■ About this task ■
Would you repeat each line below exactly, without the pictures?

#### Material for this exercise ####

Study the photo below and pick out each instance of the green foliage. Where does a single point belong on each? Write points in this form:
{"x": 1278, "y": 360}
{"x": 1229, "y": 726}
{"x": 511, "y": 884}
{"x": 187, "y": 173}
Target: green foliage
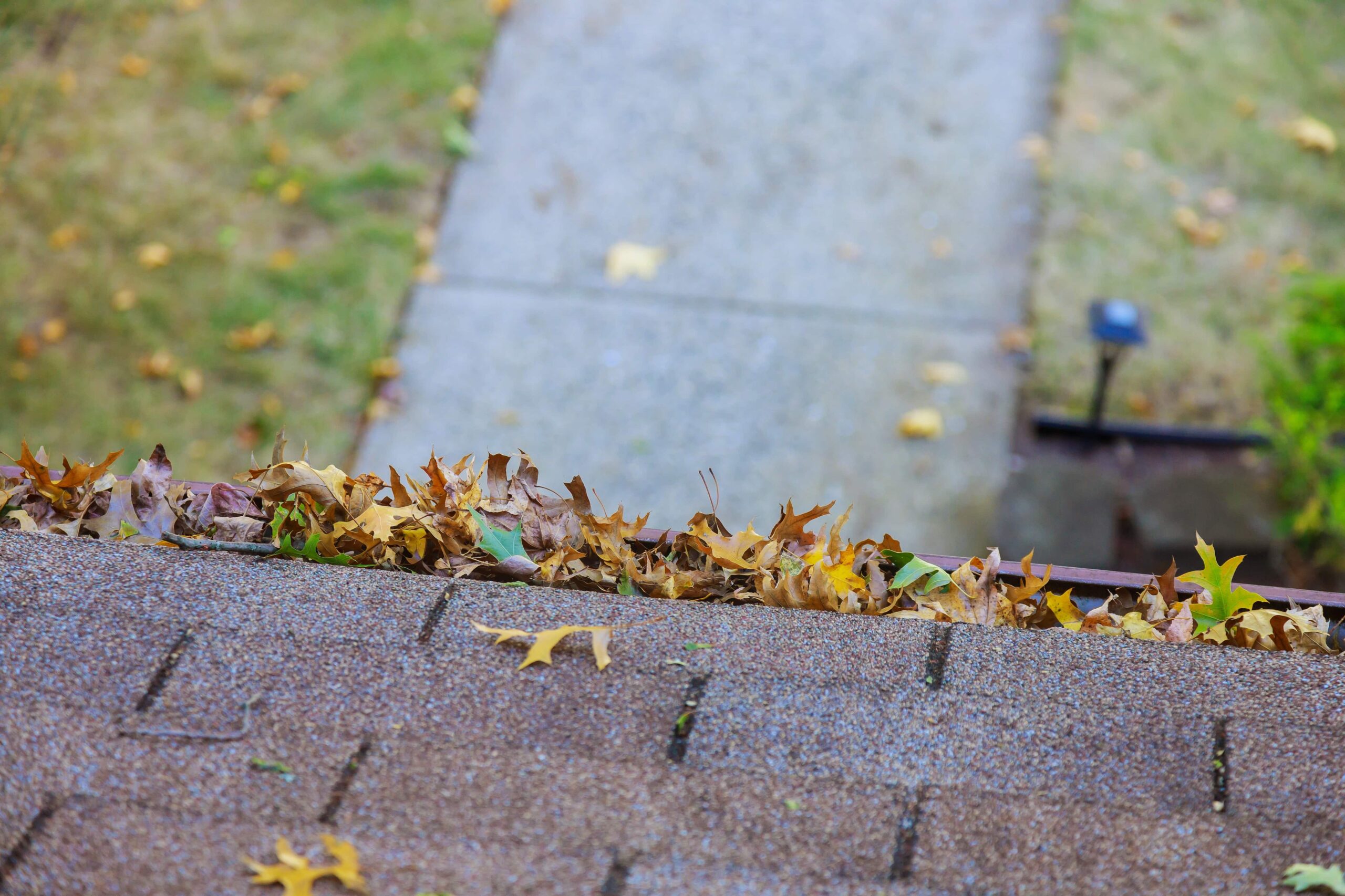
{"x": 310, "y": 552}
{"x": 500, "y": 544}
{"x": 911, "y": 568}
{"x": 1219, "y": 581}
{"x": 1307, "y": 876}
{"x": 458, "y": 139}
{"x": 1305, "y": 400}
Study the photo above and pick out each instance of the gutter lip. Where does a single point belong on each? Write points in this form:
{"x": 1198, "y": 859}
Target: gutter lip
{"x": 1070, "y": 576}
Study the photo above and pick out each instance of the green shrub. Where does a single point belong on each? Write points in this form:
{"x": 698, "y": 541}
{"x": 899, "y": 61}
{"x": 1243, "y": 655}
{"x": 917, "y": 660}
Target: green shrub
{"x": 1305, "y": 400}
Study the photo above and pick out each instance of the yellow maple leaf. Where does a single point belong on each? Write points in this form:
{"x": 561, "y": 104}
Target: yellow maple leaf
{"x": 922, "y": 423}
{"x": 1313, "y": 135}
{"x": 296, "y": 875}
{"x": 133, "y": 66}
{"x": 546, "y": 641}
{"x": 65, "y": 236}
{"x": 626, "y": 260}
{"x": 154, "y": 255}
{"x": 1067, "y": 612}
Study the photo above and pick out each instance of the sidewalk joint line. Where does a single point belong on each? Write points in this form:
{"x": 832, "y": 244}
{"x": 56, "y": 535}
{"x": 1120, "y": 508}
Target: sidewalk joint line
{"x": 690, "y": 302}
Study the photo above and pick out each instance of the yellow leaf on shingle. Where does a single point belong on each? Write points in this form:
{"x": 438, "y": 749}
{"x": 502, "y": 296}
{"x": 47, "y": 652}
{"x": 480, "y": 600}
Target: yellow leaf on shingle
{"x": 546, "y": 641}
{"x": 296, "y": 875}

####

■ Output for this exercise ■
Study the photo below and pick out each instance of the green foliage. Where does a single point belong on each? Write points in this form:
{"x": 1278, "y": 360}
{"x": 1229, "y": 726}
{"x": 511, "y": 884}
{"x": 187, "y": 173}
Target: green foliage
{"x": 310, "y": 552}
{"x": 500, "y": 544}
{"x": 911, "y": 568}
{"x": 1219, "y": 581}
{"x": 1307, "y": 876}
{"x": 458, "y": 139}
{"x": 1305, "y": 400}
Study the photo above and pick out each instance of the gutter lip. Where does a single point belong on each? Write points in this form:
{"x": 1198, "y": 859}
Target: gutter lip
{"x": 1070, "y": 576}
Study the photo above and pick out each instance of the green shrub. Where does a single point belong on each? Write points in this form:
{"x": 698, "y": 541}
{"x": 899, "y": 61}
{"x": 1243, "y": 655}
{"x": 917, "y": 660}
Target: green shrub
{"x": 1305, "y": 400}
Study the photo above and pick out each instance of the yellow maple leaf. Where does a single point belong on each? Write points in this form:
{"x": 561, "y": 104}
Target: yellow maple leaf
{"x": 922, "y": 423}
{"x": 1313, "y": 135}
{"x": 296, "y": 875}
{"x": 133, "y": 66}
{"x": 546, "y": 641}
{"x": 65, "y": 236}
{"x": 626, "y": 260}
{"x": 154, "y": 255}
{"x": 1067, "y": 612}
Study the photo above and pick out each instance of the sidewalk joint line. Where does a single point belong on each? Write points in this form:
{"x": 832, "y": 244}
{"x": 56, "y": 535}
{"x": 1120, "y": 508}
Target: sidewalk joint line
{"x": 690, "y": 302}
Study the photo above and pick out each instance of the yellow leaf on shingle. Where does a single point belong on each? Write points in this form:
{"x": 438, "y": 749}
{"x": 502, "y": 296}
{"x": 47, "y": 652}
{"x": 480, "y": 600}
Target: yellow leaf on shingle
{"x": 546, "y": 641}
{"x": 296, "y": 875}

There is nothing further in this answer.